AIM OF THE EXERCISE – Tally the lines in the listing below that contain the string "jagged", counting case as significant. Give only the number.

SUPPLIED ENTRIES –
☆ ☆ ☆ ☆

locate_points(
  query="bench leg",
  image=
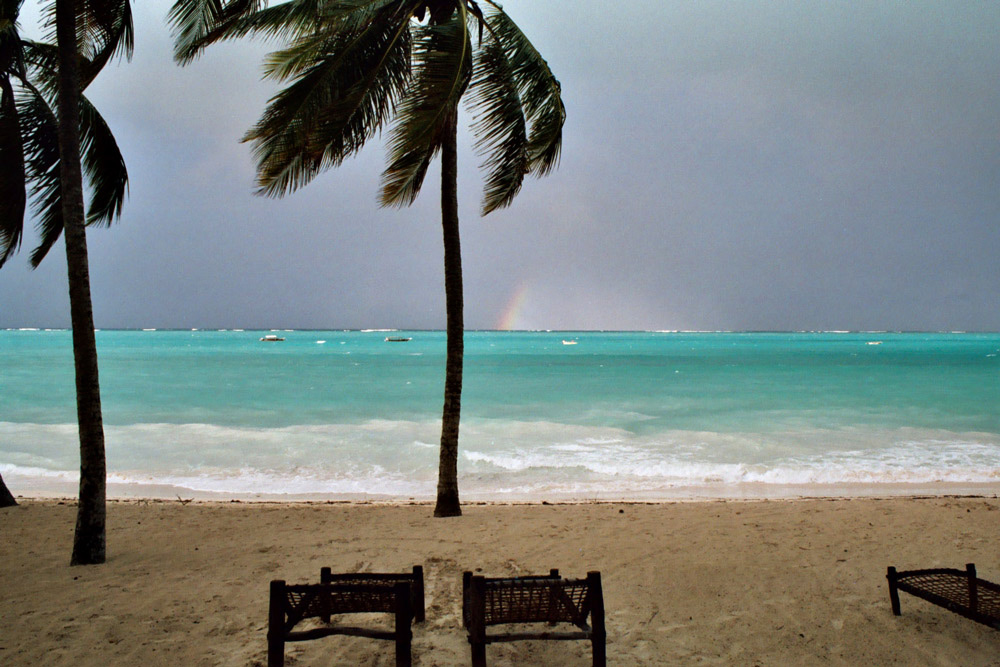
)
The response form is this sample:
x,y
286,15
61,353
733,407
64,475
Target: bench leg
x,y
893,591
600,651
275,625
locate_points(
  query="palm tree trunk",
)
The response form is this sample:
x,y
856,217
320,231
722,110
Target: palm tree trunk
x,y
89,539
447,500
6,498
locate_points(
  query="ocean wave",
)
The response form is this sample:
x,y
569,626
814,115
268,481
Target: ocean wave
x,y
497,458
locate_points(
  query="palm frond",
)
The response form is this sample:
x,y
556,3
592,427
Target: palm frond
x,y
104,30
112,35
42,60
197,23
11,52
499,125
443,67
343,94
540,92
12,192
41,152
104,166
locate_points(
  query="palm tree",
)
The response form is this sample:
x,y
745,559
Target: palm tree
x,y
41,149
355,65
6,498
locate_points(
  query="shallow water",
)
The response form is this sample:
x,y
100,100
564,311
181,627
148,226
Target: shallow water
x,y
564,414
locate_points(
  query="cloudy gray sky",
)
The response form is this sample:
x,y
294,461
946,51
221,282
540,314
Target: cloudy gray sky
x,y
726,165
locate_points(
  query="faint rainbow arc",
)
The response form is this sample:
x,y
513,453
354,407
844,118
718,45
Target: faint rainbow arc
x,y
511,314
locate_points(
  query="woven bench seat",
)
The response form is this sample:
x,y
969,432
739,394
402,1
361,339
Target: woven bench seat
x,y
959,591
547,599
337,594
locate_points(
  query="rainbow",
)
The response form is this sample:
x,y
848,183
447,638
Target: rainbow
x,y
511,316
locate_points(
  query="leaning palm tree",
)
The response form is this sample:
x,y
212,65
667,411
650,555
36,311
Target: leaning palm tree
x,y
40,151
356,65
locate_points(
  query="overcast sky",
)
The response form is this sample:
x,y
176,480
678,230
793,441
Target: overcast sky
x,y
725,165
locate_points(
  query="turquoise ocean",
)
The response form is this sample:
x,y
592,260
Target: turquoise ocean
x,y
546,415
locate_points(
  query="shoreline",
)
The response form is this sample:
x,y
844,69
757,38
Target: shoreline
x,y
796,581
29,488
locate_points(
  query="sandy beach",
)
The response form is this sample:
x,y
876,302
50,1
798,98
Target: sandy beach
x,y
718,583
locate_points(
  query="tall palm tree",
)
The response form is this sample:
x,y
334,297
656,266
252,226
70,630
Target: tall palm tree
x,y
356,65
41,149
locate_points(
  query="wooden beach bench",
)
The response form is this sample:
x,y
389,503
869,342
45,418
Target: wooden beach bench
x,y
546,599
959,591
359,593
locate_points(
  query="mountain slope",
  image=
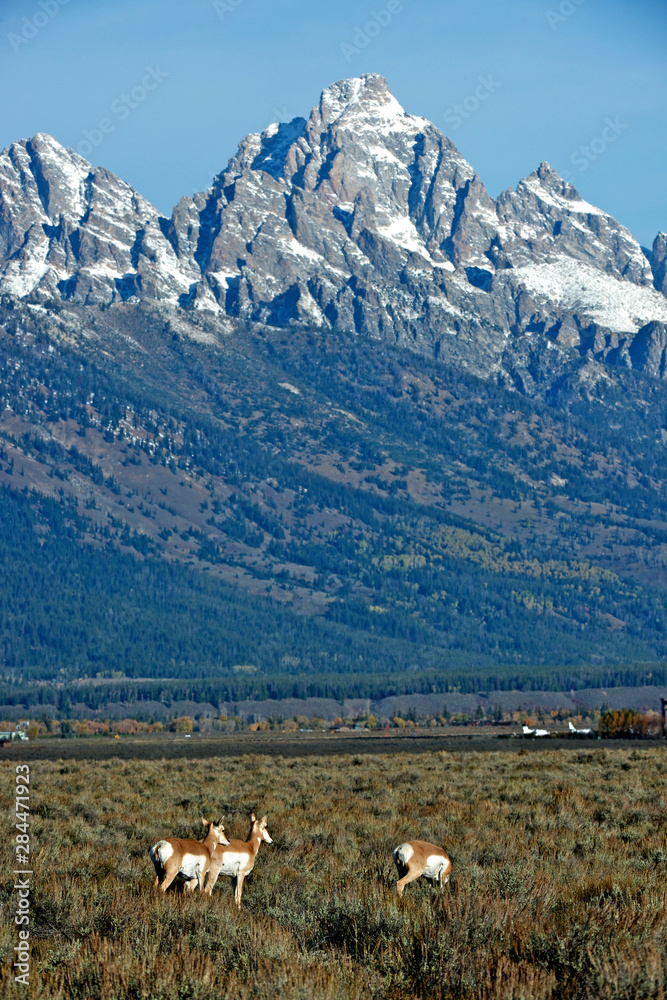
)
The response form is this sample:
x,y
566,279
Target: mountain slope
x,y
380,420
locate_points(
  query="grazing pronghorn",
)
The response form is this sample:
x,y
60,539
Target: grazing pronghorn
x,y
189,858
415,858
237,858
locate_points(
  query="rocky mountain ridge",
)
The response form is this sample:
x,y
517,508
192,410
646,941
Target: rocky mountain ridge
x,y
362,218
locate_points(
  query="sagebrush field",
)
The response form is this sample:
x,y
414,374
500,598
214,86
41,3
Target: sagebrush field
x,y
558,889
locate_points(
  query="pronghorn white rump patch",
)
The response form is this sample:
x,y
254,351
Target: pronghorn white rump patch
x,y
403,852
233,862
435,863
191,865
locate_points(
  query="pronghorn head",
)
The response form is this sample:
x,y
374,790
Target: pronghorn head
x,y
259,828
216,830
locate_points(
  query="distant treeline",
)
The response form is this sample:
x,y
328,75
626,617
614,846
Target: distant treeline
x,y
138,694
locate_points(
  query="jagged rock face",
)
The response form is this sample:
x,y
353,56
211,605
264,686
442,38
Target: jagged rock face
x,y
368,218
71,231
648,350
363,218
659,262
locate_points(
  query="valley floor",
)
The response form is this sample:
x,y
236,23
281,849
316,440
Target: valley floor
x,y
558,888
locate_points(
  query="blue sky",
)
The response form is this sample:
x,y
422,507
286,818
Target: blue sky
x,y
580,83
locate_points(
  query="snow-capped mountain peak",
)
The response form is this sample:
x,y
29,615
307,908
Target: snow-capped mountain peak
x,y
361,217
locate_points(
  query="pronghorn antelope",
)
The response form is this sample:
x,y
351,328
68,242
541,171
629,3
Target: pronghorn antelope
x,y
237,858
415,858
189,858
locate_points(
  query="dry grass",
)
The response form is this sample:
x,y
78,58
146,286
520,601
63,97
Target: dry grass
x,y
558,889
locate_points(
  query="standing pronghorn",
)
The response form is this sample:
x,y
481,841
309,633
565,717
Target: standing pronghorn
x,y
237,858
415,858
189,858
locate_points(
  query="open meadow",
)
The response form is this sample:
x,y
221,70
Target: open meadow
x,y
558,889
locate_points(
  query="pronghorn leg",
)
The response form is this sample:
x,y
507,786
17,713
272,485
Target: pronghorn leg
x,y
169,877
410,877
211,879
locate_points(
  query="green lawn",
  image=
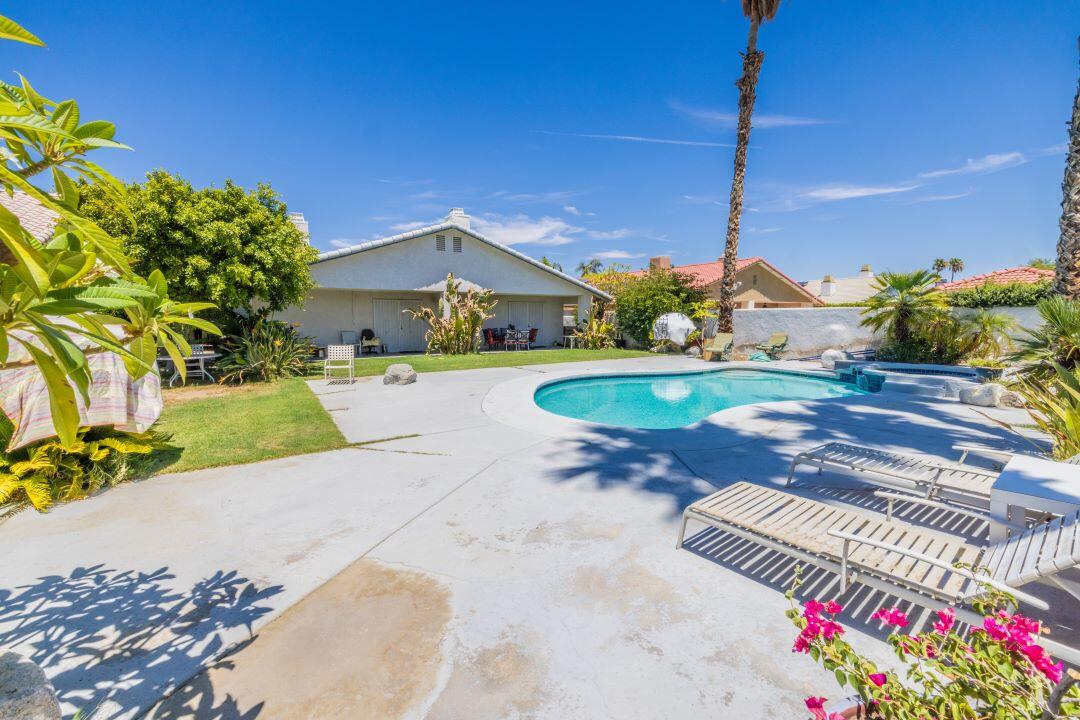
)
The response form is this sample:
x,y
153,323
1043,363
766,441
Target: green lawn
x,y
227,424
378,364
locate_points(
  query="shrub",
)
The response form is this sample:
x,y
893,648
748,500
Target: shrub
x,y
645,298
44,473
267,351
997,670
1012,295
454,329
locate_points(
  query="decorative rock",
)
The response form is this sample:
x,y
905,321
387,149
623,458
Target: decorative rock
x,y
399,374
829,356
1012,398
987,394
25,691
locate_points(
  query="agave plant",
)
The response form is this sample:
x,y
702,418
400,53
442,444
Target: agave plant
x,y
1054,342
454,328
267,351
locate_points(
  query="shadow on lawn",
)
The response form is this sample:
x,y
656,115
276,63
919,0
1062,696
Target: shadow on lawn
x,y
120,639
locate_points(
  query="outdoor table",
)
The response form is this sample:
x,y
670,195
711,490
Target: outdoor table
x,y
199,360
1033,484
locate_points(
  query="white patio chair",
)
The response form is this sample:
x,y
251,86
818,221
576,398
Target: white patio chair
x,y
913,562
338,357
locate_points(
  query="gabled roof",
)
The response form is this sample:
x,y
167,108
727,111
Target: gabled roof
x,y
36,218
1024,274
382,242
707,273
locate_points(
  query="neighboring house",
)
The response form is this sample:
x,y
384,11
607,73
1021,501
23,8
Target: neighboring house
x,y
839,290
370,285
1023,274
758,283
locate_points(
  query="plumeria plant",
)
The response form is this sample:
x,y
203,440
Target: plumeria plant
x,y
996,671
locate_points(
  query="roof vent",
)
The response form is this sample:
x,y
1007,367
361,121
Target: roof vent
x,y
458,217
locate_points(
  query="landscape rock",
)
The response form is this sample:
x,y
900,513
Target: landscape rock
x,y
25,691
987,394
399,374
829,356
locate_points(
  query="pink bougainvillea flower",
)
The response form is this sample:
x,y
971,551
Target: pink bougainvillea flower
x,y
891,616
946,619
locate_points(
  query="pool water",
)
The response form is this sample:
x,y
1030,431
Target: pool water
x,y
664,401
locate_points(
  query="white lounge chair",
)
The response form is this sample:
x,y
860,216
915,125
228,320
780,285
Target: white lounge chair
x,y
966,484
338,357
912,562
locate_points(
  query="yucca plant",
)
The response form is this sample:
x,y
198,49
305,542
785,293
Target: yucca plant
x,y
454,328
267,351
48,472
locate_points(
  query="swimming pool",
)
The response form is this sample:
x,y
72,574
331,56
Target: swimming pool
x,y
664,401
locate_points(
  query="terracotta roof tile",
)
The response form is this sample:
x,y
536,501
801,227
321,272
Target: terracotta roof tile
x,y
1024,274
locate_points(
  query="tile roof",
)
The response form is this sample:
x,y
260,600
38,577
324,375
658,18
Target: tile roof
x,y
382,242
1023,274
36,218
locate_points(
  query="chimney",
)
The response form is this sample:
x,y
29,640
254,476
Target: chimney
x,y
301,223
457,216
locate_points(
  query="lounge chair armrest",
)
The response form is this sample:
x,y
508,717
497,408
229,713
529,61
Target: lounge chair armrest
x,y
963,572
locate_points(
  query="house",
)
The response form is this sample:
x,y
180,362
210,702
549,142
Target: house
x,y
839,290
370,285
758,283
1022,274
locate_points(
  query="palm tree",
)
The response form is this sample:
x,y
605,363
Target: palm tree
x,y
757,12
590,268
955,266
904,300
1067,275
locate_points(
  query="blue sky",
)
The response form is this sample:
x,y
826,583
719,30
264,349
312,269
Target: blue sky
x,y
889,133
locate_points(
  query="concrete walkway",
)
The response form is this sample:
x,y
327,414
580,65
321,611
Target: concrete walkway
x,y
453,567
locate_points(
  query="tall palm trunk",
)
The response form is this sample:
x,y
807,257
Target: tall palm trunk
x,y
747,90
1067,273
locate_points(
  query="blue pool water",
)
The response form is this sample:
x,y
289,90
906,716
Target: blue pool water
x,y
664,401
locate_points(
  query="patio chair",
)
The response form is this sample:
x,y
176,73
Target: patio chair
x,y
372,343
774,345
966,484
338,357
913,562
718,347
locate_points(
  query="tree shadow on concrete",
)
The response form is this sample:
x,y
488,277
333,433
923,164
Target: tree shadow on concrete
x,y
119,640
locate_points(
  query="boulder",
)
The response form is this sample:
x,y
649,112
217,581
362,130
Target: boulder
x,y
400,374
829,356
25,691
987,394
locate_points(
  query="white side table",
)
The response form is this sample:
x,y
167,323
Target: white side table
x,y
1028,483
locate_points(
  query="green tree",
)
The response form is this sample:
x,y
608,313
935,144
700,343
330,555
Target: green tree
x,y
229,245
640,300
80,282
756,12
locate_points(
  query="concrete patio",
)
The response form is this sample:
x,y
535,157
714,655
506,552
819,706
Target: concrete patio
x,y
453,566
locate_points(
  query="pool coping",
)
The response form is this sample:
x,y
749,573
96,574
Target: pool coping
x,y
511,403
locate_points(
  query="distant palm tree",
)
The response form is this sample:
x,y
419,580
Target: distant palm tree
x,y
955,266
1067,275
757,12
590,268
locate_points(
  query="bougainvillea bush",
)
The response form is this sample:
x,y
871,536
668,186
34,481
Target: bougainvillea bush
x,y
994,671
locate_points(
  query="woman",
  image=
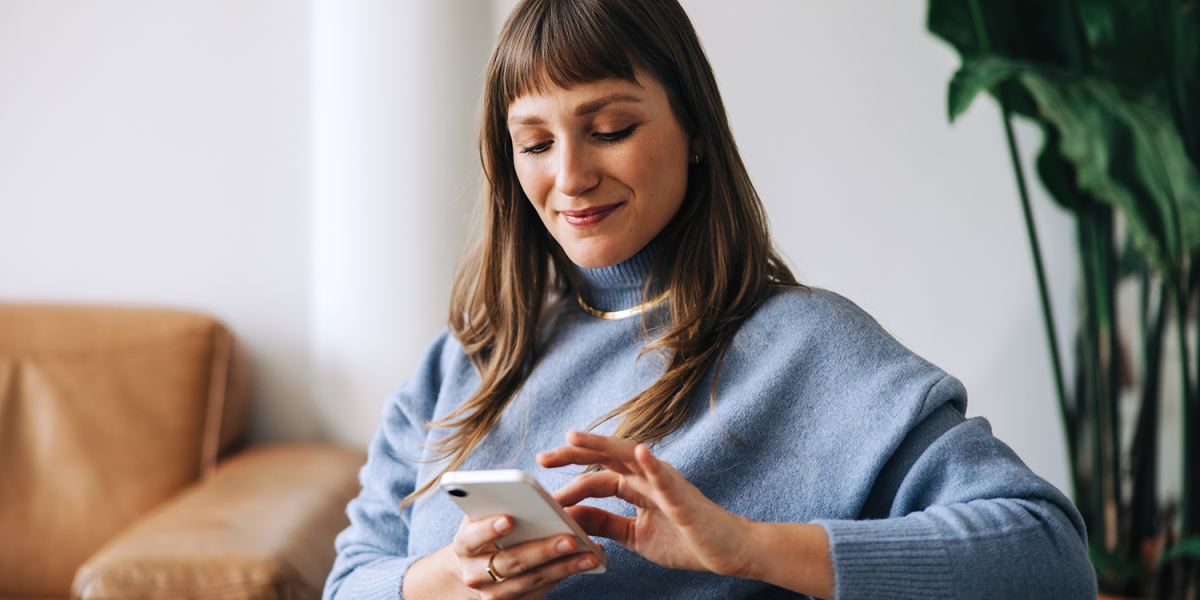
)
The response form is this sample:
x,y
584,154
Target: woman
x,y
756,438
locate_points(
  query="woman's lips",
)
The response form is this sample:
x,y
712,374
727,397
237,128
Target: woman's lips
x,y
588,216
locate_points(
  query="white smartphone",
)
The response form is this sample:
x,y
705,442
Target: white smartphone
x,y
516,493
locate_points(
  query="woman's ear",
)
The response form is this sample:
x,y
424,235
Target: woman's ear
x,y
697,151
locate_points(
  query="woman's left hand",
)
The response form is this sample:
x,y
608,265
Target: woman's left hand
x,y
676,525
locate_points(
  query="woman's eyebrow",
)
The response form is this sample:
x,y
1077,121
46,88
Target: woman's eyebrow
x,y
597,105
580,111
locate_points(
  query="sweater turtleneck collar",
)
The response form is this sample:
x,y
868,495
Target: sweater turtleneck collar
x,y
618,287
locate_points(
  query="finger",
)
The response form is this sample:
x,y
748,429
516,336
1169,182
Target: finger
x,y
545,575
517,559
477,537
601,484
660,474
603,523
571,455
671,490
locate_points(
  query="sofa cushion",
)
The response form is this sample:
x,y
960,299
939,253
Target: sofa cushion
x,y
103,415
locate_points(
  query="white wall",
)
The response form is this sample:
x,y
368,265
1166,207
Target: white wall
x,y
304,171
157,154
839,109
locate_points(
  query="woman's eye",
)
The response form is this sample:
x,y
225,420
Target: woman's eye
x,y
617,136
535,149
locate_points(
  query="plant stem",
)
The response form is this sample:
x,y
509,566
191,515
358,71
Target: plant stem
x,y
1188,523
1039,271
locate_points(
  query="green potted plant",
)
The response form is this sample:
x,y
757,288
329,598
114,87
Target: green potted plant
x,y
1115,88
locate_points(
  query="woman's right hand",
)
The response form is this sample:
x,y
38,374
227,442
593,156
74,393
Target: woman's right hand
x,y
527,571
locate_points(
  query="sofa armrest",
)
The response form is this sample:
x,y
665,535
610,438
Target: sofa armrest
x,y
262,527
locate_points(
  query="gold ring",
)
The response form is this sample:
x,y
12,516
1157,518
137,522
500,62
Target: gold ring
x,y
496,579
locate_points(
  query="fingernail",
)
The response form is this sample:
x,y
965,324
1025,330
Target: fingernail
x,y
502,526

☆ ☆ ☆ ☆

EXPECTED ANSWER – 2